TEXT BLOCK
((

Quote of the week:
“Everything has an end.” – Maasai saying
Animal herds help explain political behavior and the travails of arms control. For example, after nine days of observing and learning about herds in the Serengeti, I think I now understand Senator Lindsey Graham better. (Explanation to follow.) My wife and I visited Tanzania’s magnificent national parks for a life-affirming experience, not to better understand politics and arms control. But since I have a blog post to write, kindly allow me to make tenuous connections.
In elephant herds the Alpha female runs the show with a coterie of followers of varying sizes – until she is toppled by another female. The males are expelled from the herd when they reach about fourteen years of age. They stay within hailing distance of the matriarch and her followers for a time, eventually finding themselves sad and lonely figures in old age.
My favorite animal is the hippo, for reasons I cannot quite explain. Hippos keep cool by staying mostly submerged in their watering holes with only their backs on display. They appear as convex, massive stepping-stones between intervals when their nostrils break the surface for air. Clans of hippos are also very hierarchical. Male hippos that are dethroned, like female elephants, aren’t expelled, but fade to the periphery.
Hippos joust like politicians and talking heads in Washington, but with far more gusto. Two heavyweights will rise up, open their mouths, and press full-throated against each other. The hippo with the larger mouth has greater leverage and wins, or so it seems to my untrained eye.
Cape buffalo are clannish and nasty. The big males form a phalanx to protect their young when lions are loitering in the vicinity. You don’t want to mess with cape buffaloes, or for that matter, to be charged by an elephant or a hippo. It’s always best to avoid provocations. Peter Matthiessen, who wrote The Tree Where Man Was Born about East Africa and who was prone to risk-taking behavior wherever he traveled, offers two potentially saving possibilities when being charged by a cape buffalo: they suffer from poor eyesight and they are dim-witted, so after a while, they forget what prompted them to charge. But it’s still a good idea, he advises, to have a tree nearby for climbing to safety.
So, how does all this help explain Lindsey Graham’s behavior? Graham was all for the impeachment of Bill Clinton on flimsy grounds before he was unalterably opposed to the impeachment of Donald Trump for grave offenses. Graham was the sidekick of John McCain, the bane of Trump’s existence, before he became Trump’s staunch defender. MSNBC-ville’s easy answer for Graham’s starkly different colorations is political expediency. I now see another dynamic at work here.

))

WORK TO DO
[1] Which people does the post about animal herds mention by name?
[2] According to the post about animal herds, at about what age are male elephants expelled from the herd?
[3] How would you say this sentence from the post about animal herds in Spanish: "It’s always best to avoid provocations."

DATA SECTION
((

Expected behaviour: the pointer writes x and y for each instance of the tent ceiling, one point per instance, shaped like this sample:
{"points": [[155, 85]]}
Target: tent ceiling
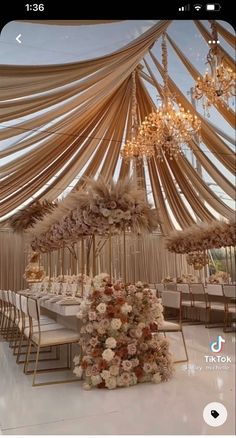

))

ANSWERS
[1] Lindsey Graham, Peter Matthiessen, Bill Clinton, Donald Trump, John McCain

[2] At about fourteen years of age.

[3] Siempre es mejor evitar las provocaciones.